Rewrite every line of the data below, keeping each line unchanged except for the answer coordinates, and shift each of those coordinates by -103.

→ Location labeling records
■ ■ ■ ■ ■ ■ ■

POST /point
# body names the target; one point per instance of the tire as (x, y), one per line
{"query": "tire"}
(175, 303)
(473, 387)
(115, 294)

■ ■ ■ ■ ■ ■ ■

→ WRITTEN ANSWER
POST /point
# body names the target; one point per instance of the tire as (x, y), one per line
{"query": "tire"}
(72, 200)
(370, 284)
(12, 191)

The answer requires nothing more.